The four-day tour by US President Joe Biden to the Middle East last week was a step in the right direction towards stabilising the region and solidifying regional ties.
America's overtures mark a departure from an earlier approach that Mr Biden had spoken of in no uncertain terms during his presidential campaign, and subsequently, in the foreign policy decisions taken at the beginning of his presidency, regarding the Middle East.
But for an America that is concerned about, among other factors, its place in the region, this past week enabled the strengthening of diplomatic goodwill with its traditional allies.
Mr Biden's visit to Riyadh to meet Saudi Arabia's leadership was important in terms of the US providing assurances of collective security in the region. The significance of this is manifold, considering the stalled status of the Iran nuclear talks, which involve the five permanent members of the UN Security Council, plus Germany, amid Tehran's continued development of weapons-grade uranium enrichment that is essential for it to produce bombs.
To this end, while in Israel, Mr Biden signed a pledge with Prime Minister Yair Lapid to use all national resources to curb Iran's nuclear ambitions. But despite growing relations with Israel, and building on the Abraham Accords, the emphasis on the part of the US and its Arab allies to resolve the Palestine issue remains a two-state solution. Mr Biden’s meetings with Palestinian leaders indicated an improvement of ties but did not further peace efforts.
Before concluding his tour, Mr Biden met key regional leaders, including UAE President Sheikh Mohamed bin Zayed, Iraqi Prime Minister Mustafa Al Kadhimi and Egyptian President Abdel Fattah El Sisi.
At the beginning of Mr Biden's presidential term, the US veered towards the gradual withdrawal of its presence in the Middle East – an approach that began under former US president Barack Obama and was continued under Donald Trump. But the Ukraine crisis changed the situation.
Today, Washington needs its allies to ensure energy security and supply. And equally, for allies of the US, collective security is key. Washington's assurances carry significant weight. Even as the US makes security guarantees, Saudi Arabia has said it will help “stabilise” the international energy market, following discussions between Mr Biden and Crown Prince Mohammed bin Salman.
For the US, hit by irregular inflation of a 40-year high, there is a strategic interest in lowering oil prices. This is also personally important for Mr Biden, whose approval ratings are currently in their low 30s just four months before the mid-term election.
Given America's domestic situation, Mr Biden's visit to the region has come at an opportune time. And despite the absence of immediate measurable results, the optics have improved. These are welcome steps but more needs to be done.
From an American president who at a different time in office spoke publicly of keeping a major regional ally at arm's length, the diplomatic outreach with several Arab allies of the US imparts a degree of confidence and, at the very least, strengthens mutual trust. Seen in entirety, these are not small gains.
--
** Brief **
According to the editorial on Biden's Middle East tour, what did Biden pledge with Prime Minister Yair Lapid while in Israel?

** Data shown **
--
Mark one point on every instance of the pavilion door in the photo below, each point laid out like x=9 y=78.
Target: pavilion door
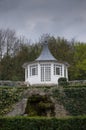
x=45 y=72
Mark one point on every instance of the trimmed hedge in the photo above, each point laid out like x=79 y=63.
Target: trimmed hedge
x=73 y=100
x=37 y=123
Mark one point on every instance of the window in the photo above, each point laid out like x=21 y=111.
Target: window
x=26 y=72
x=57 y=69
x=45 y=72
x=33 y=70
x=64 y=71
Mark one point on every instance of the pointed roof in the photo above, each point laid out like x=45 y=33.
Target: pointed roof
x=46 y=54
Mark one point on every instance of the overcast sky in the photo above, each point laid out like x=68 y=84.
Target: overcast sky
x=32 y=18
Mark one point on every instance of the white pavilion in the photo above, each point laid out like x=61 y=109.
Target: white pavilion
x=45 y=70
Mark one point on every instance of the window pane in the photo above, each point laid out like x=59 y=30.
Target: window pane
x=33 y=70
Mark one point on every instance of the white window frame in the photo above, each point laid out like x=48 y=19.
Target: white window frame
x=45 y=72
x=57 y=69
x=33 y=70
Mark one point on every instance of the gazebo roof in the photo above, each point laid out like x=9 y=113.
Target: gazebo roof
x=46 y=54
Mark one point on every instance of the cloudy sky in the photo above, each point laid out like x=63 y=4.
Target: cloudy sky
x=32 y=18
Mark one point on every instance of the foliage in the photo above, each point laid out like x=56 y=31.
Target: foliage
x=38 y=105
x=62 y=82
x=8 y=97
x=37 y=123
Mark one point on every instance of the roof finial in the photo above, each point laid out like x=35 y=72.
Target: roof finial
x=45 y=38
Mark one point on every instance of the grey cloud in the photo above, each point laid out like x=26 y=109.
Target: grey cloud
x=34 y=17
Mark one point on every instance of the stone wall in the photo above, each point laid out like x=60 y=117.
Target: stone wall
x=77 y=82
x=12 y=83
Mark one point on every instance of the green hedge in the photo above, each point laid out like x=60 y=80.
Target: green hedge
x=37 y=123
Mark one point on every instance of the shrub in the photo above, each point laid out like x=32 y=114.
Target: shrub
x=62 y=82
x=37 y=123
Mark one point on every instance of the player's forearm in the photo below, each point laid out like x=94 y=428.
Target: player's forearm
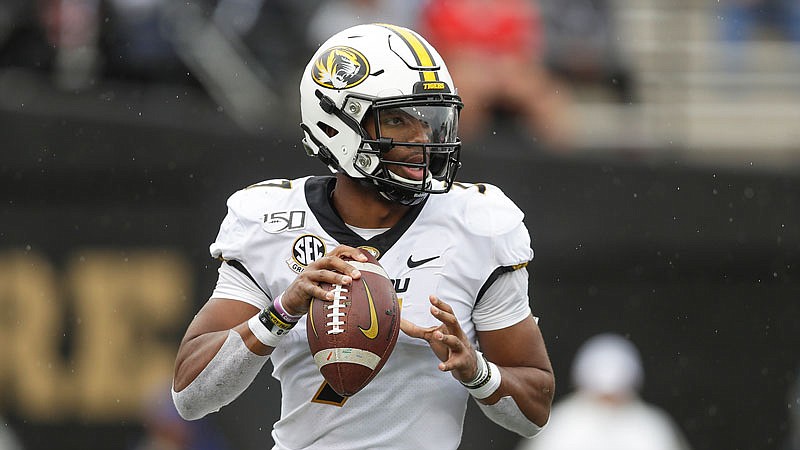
--
** Finished exercise **
He pledged to use all national resources to curb Iran's nuclear ambitions.